Over the past 10 months or so, the crypto market has been in a constant downward movement. Bitcoin peaked in December last year and has been under the $10,000 mark for over eight months already. A few sudden drops below $6,000 occurred, but buyers were quick to react and buy all the coins up to the infamous $6k threshold, which pumped the price up in no time.
Other than a constant downward movement on a weekly graph and a few ups and downs on daily and 4-hour charts, nothing worth mentioning has happened. Let’s see why is that happening, looking from the perspective of those looking to buy, but also those who are willing to either hold or sell their assets.
Many investors already think that the crypto bubble has popped, just like the dotcom bubble did over 25 years ago. The fact, however, that only 1-2% of people are actually using Bitcoin or any other cryptocurrency makes this assumption unlikely to be true.

※ ※ ※

§ PROBLEM A
Which chart timeframes does the crypto market text mention?

§ Point annotation records

※ ※ ※

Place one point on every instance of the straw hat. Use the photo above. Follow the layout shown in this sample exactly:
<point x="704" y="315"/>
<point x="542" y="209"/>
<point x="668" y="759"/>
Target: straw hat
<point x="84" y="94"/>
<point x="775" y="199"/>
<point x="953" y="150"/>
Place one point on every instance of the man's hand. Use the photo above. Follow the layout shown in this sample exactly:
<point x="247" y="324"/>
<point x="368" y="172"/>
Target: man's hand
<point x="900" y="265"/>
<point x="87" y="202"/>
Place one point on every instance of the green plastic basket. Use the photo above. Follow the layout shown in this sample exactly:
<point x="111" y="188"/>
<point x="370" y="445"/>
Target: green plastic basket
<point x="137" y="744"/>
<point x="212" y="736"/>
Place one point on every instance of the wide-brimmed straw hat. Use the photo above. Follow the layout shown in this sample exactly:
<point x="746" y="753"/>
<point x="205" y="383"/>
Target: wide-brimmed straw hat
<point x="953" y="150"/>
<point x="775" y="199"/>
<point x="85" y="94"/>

※ ※ ※

§ PROBLEM B
Which lines of the listing contain the word "green"? Locate each one and copy it in full.

§ COMPLETE ANSWER A
Weekly, daily, and 4-hour.

§ COMPLETE ANSWER B
Place one point on every instance of the green plastic basket. Use the photo above. Follow the layout shown in this sample exactly:
Target: green plastic basket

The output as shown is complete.